* **INSTRUCTIONS FOR THE TASK**
Take the line that contains "mark the green" as the first and the last line of the material as the final one; set down exactly the lines in that span.

* **DATA TO PROCESS**
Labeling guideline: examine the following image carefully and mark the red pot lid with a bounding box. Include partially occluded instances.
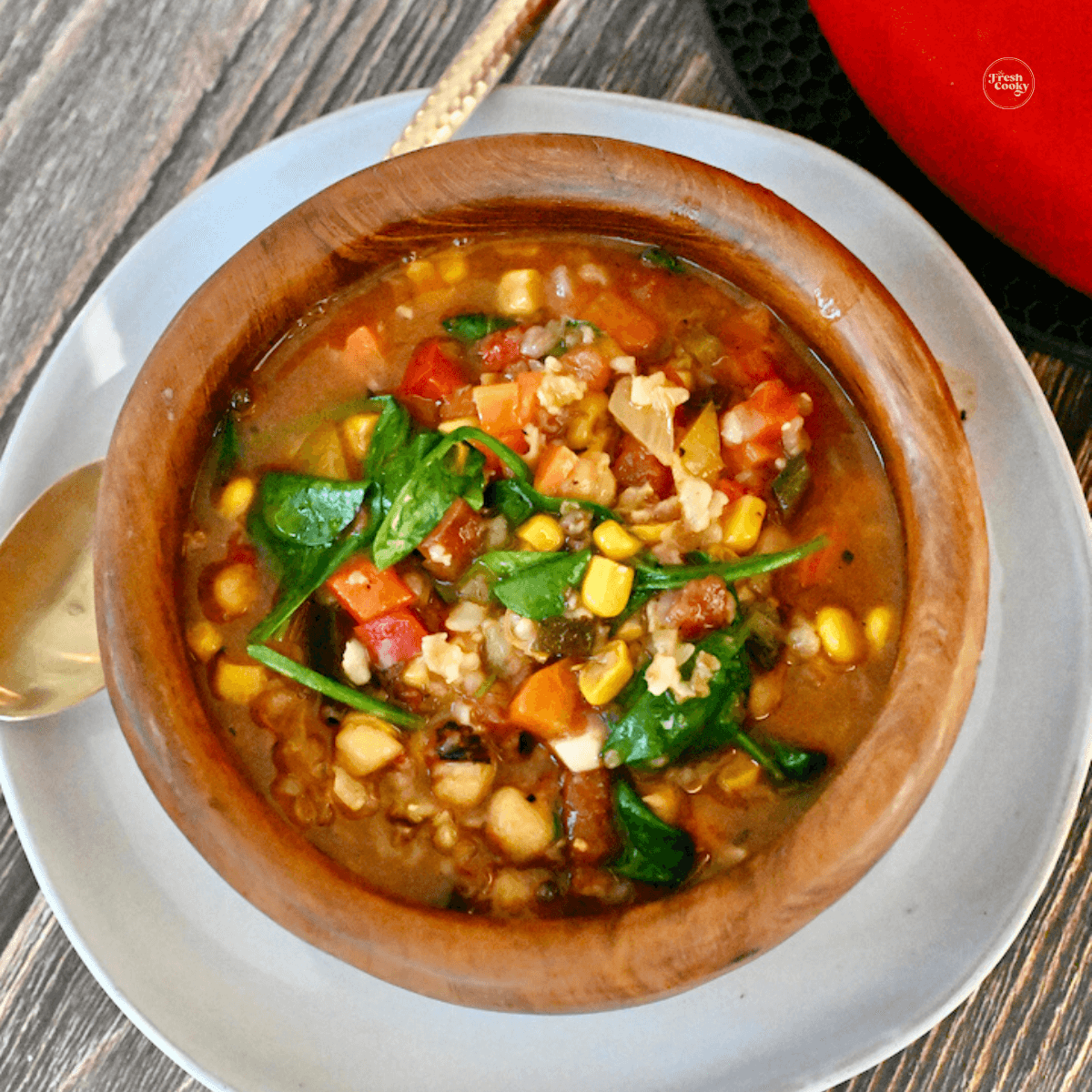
[812,0,1092,295]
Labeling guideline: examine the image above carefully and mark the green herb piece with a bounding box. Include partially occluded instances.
[247,644,421,728]
[213,410,239,486]
[486,550,592,622]
[440,311,515,344]
[608,781,694,886]
[722,725,828,786]
[249,535,367,643]
[486,479,615,526]
[641,247,684,273]
[258,470,367,546]
[364,394,413,480]
[535,615,595,660]
[371,430,485,569]
[602,622,750,770]
[626,535,826,613]
[770,454,812,519]
[744,600,785,672]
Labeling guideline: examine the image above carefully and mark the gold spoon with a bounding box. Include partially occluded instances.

* **CORRECT RESULT**
Labeling guideline: examine the image above carefully and mark the green herb piece with a bounding box. Include partially occluded instances.
[247,644,421,728]
[213,410,239,486]
[486,550,592,622]
[440,311,515,344]
[608,781,694,886]
[722,725,828,786]
[249,535,367,643]
[486,479,615,526]
[641,247,684,273]
[258,470,367,546]
[364,394,413,480]
[535,615,595,660]
[371,430,485,569]
[602,622,750,770]
[626,535,826,613]
[770,454,812,519]
[744,600,785,672]
Labeling guideline: examine the image above carefully and mark the gold spoon with a bounding box. Include partially occluded instances.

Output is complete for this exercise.